Review by: KEN KORCZAK
As soon as I read the last sentence of THE THOUGHT DIAL an image of William Blake’s painting, “Newton,” popped into my mind. I replied to the chummy little daemon who likes to communicate by sending pictures into my brain: “Yes, that’s it. I see what you mean.”
I’ll explain this in a bit, but first take a look at Blake’s painting which I have posted here to the right.
Now I’ll fill you in briefly about this short story by Canadian writer PAUL VITOLS. On the outside it would appear to be a classic coming of age story featuring a pimply-faced teenage boy grappling with all the common elements of the strife and struggle of that age.
John Pulkis is in love with the girl who sits next to him in science class. He wants to ask her out but is mortified at the prospect of getting shot down. He comes up with a plan for a way to leverage his proposition – and I don’t want to give away too much – so I’ll just say a key element of this leveraging tactic goes awry.
He then develops a highly scientific strategy to solve this problem.
John Pulkis is enamored with hard-core material science. One of his idols is ultimate rationalist and noted skeptic, the late astronomer Carl Sagan. John also likes to noodle away on complex math equations in his spare time, such as massaging the Drake Equation, a probabilistic argument that predicts the likelihood of life in the universe.
But John’s scientific plan fails utterly. And then, something strange happens. The perfect solution to his problem falls spontaneously into his lap from an unlikely and unscientific source – in fact, not just unscientific — but an airy-fairy, New Agey, paranormal kind of trick that would make a “real scientist” gag!
And yet the hocus-pocus happens to work beautifully where the mighty reductionist scientific method failed!
Okay, so I’ll stop there except to also remind the reader that a lot of other stuff happens in this yarn as well. There’s more delightful fun than there is science, actually. For example, John is really into the Doobie Brothers and Elton John. (Obviously he was 16 around the same time I was in the mid-1970s). He goes to dance parties, has friends, an annoying sister.
Now here’s the thing: I read all the other reviews of the Thought Dial posted on Amazon and Goodreads. It seems that not a single person caught on to what this story is really about. They all took it for its surface value, that is, the story of a teenage boy working through a simple plot involving an attempt to solve a problem and get a date with a girl.
But the author’s choice of title should have given everyone pause. Sure, the actual encounter with The Thought Dial is just a few paragraphs and seems incidental, but it’s at the crux of the story.
To explain why, I now I return to Blake’s unusual painting of Isaac Newton.
Blake was an English poet, painter, and print maker, but he was also a mystic who throughout his life was subject to fantastic visions. He saw angels in farm fields hovering over workers, apparitions, demi-gods, nature spirits, elementals. He could communicate with dead people.

* TASK REQUIREMENTS:
A: Please return the passage of the review of The Thought Dial from "John Pulkis is enamored" to "in the universe." word for word.
B: Carry the review of The Thought Dial further, picking up after its final sentence.

* STORED DATA:
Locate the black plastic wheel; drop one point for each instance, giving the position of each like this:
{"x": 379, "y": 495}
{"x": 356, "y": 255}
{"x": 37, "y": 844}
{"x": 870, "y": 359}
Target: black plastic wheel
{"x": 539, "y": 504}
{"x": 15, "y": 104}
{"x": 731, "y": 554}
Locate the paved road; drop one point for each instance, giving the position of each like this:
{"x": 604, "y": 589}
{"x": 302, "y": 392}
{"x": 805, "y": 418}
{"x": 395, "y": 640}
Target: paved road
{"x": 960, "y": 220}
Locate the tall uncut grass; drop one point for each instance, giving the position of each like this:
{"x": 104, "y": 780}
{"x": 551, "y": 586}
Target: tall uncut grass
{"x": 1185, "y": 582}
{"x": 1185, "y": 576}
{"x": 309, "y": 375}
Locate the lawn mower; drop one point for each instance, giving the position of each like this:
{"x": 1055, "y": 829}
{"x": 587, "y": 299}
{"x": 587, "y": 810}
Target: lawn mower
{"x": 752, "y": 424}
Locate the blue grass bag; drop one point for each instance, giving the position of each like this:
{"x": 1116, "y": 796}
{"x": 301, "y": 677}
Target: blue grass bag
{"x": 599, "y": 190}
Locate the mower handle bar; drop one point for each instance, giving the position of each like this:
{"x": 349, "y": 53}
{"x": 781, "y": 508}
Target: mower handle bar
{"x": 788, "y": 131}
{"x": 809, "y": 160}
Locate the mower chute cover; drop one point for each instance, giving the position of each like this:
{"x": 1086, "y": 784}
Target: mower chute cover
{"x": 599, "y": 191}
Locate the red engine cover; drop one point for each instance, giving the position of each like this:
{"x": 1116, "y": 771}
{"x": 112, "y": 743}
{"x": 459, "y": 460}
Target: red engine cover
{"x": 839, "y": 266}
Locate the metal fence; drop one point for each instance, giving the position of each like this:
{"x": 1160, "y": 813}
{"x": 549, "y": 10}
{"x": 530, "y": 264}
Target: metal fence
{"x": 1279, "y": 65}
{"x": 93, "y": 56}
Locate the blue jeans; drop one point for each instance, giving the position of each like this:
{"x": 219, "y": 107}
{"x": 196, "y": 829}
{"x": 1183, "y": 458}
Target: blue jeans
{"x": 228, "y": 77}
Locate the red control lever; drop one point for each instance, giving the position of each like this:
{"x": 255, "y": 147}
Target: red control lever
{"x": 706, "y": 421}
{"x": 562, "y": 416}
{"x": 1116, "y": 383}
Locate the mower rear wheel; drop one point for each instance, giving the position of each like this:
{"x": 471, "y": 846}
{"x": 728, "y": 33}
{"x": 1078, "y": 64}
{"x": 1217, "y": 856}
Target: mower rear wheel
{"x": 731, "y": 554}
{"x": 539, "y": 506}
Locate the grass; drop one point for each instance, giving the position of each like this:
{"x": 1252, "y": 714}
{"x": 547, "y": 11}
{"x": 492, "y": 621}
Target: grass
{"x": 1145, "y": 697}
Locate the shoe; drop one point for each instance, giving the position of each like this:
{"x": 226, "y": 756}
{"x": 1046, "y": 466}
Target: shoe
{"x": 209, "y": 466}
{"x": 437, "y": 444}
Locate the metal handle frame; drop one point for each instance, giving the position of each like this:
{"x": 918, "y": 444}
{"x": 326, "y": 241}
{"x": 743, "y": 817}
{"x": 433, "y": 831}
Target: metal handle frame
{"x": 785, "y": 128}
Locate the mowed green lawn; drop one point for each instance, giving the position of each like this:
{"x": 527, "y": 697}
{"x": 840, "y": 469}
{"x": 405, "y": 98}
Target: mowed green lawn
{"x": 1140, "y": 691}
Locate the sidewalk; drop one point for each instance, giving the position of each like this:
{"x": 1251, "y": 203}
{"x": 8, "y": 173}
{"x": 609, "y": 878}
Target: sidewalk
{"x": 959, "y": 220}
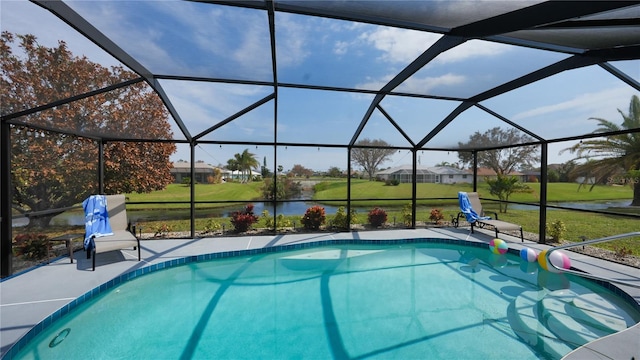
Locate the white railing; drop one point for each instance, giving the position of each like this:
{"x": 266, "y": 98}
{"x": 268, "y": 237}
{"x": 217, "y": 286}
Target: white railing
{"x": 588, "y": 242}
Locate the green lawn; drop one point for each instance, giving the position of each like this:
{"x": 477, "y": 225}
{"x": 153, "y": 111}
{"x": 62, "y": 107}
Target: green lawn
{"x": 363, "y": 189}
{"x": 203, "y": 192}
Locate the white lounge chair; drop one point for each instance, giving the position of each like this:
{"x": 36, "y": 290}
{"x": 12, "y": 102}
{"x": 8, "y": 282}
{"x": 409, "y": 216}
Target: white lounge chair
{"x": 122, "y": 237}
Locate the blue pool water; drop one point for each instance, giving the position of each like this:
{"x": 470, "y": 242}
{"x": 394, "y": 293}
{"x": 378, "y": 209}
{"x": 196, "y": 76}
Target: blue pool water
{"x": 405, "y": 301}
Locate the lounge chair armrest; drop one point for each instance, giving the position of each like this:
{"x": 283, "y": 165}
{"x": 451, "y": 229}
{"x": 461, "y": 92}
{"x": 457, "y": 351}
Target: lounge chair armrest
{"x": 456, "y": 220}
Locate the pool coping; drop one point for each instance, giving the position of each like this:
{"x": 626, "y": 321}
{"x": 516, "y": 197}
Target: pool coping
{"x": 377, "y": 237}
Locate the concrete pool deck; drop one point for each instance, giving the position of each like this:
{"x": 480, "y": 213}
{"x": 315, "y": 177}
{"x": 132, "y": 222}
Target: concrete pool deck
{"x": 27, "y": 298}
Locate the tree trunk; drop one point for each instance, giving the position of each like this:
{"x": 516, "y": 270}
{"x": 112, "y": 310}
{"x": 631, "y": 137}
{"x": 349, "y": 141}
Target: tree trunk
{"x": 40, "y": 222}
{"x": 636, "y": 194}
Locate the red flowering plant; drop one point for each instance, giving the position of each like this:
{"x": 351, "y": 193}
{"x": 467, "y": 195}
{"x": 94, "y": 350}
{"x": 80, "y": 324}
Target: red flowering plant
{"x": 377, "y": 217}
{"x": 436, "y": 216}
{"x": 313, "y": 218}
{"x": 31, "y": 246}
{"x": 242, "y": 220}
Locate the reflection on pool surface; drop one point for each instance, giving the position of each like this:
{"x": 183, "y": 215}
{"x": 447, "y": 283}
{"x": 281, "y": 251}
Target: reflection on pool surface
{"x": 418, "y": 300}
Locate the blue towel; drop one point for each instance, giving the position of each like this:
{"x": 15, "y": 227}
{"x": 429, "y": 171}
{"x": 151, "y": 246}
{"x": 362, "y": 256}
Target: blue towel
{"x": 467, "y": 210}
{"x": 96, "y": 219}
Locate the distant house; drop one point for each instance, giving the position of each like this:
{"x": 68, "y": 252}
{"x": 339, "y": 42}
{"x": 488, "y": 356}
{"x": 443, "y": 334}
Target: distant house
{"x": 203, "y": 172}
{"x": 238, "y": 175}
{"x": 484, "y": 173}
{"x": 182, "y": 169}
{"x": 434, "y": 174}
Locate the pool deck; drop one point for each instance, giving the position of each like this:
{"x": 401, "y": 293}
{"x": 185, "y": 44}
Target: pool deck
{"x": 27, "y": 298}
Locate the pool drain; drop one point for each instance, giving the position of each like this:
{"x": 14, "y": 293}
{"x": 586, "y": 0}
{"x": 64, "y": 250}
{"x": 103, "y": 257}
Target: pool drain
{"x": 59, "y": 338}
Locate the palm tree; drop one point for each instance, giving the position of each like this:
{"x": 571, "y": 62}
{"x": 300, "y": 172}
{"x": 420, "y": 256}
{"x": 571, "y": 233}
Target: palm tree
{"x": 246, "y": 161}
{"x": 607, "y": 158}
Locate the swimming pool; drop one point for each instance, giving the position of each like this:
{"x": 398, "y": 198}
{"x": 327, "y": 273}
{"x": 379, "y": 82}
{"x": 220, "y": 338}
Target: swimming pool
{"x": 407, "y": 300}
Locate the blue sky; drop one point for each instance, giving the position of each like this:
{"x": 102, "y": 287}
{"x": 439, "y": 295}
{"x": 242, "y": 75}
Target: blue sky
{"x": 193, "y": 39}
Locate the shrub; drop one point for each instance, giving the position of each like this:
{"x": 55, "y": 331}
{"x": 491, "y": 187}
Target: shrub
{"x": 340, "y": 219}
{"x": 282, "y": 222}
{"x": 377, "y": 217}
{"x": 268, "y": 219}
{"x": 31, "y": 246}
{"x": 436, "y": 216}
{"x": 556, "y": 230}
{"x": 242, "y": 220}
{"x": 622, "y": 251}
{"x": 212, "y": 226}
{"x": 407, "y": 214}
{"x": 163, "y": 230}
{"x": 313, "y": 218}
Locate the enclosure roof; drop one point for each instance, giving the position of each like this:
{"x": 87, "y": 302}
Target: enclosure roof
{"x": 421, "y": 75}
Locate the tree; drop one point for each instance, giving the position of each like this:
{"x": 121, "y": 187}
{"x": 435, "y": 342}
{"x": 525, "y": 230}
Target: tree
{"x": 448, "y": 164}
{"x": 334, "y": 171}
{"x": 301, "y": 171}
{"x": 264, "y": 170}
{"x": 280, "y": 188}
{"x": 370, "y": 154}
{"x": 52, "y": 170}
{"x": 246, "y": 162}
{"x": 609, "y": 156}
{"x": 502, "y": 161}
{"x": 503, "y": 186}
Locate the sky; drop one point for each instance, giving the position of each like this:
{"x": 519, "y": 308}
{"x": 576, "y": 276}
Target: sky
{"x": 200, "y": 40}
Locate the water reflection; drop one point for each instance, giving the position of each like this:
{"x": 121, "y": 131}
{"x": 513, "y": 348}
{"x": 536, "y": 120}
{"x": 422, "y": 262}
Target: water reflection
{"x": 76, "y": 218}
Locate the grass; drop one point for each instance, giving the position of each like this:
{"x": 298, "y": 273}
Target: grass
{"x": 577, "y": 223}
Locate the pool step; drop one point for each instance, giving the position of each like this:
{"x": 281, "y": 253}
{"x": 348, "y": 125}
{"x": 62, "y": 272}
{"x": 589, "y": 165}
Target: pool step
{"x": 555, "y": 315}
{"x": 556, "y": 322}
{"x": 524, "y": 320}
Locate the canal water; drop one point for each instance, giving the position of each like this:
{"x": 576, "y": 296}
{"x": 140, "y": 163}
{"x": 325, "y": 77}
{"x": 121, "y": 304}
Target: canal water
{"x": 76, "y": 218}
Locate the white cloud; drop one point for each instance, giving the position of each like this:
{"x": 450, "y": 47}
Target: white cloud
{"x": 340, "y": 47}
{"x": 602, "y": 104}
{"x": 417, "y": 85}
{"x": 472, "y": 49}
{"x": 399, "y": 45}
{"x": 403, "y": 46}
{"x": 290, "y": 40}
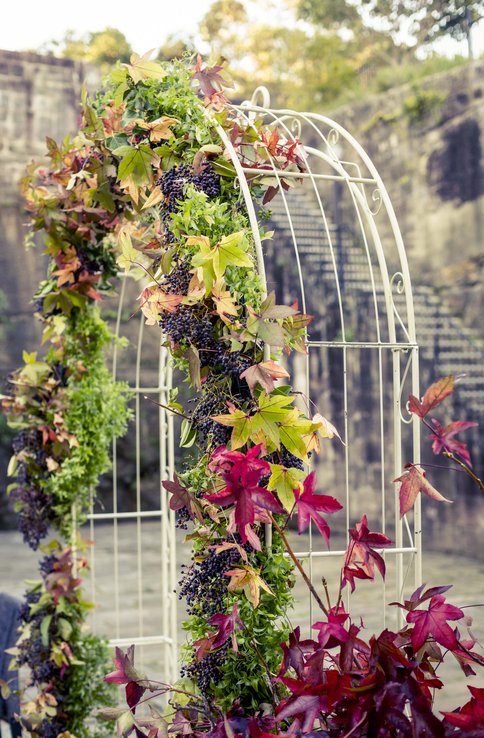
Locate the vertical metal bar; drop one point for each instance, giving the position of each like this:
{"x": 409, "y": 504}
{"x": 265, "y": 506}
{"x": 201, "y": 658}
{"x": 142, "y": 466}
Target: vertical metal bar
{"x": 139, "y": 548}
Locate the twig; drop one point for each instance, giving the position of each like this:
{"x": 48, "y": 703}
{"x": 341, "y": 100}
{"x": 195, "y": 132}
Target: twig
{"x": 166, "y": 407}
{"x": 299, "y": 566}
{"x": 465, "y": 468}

* RESPONSES:
A:
John Pulkis is enamored with hard-core material science. One of his idols is ultimate rationalist and noted skeptic, the late astronomer Carl Sagan. John also likes to noodle away on complex math equations in his spare time, such as massaging the Drake Equation, a probabilistic argument that predicts the likelihood of life in the universe.

B:
Blake was one of the last true hermeticists – his kind were being drive out of existence by men of hard science. The ultimate personification of the rational, empirical scientist is Isaac Newton. Blake understood this and so created the oddest depiction of Newton ever painted.
In Blake’s painting, Newton is portrayed as a man mesmerized by measurement – even while his own physical body appears inextricably intertwined with nature. Blake saw the mindset of scientific inquiry as, “reductive, sterile, and ultimately blinding.” Blake wrote: “He who sees the Infinite in all things sees God. He who sees the Ratio only, sees himself only.”
So, the way I see it, this is what really is going on in Paul Vitols’ story. It’s the same dynamic. John Pulkis is so taken with numbers, graphs, charts and the scientific method he has unwittingly sabotaged his own heart’s desire – the need for love. Nothing is more irrational and impossible to measure than love. Thus, what helps him move toward his goal is “supra-rational” — esoterica and magic – encountered in the form of The Thought Dial.
Okay … huh? … wait a minute … my daemon is whispering in my ear again … What? Yeah, uh-huh, yeah, yeah, hmmm, yes, I see …
Um, well, my brain critter says I should discuss that odd “bloodless” scene that John Pulkis experiences in his high school science lab. I’m afraid I must overrule my daemon in this case, however. It would be best for readers to get their own copy of this ingenious short story and discover for themselves the marvelous layers of meaning encoded and intertwined within what only appears to be a simple coming of age story.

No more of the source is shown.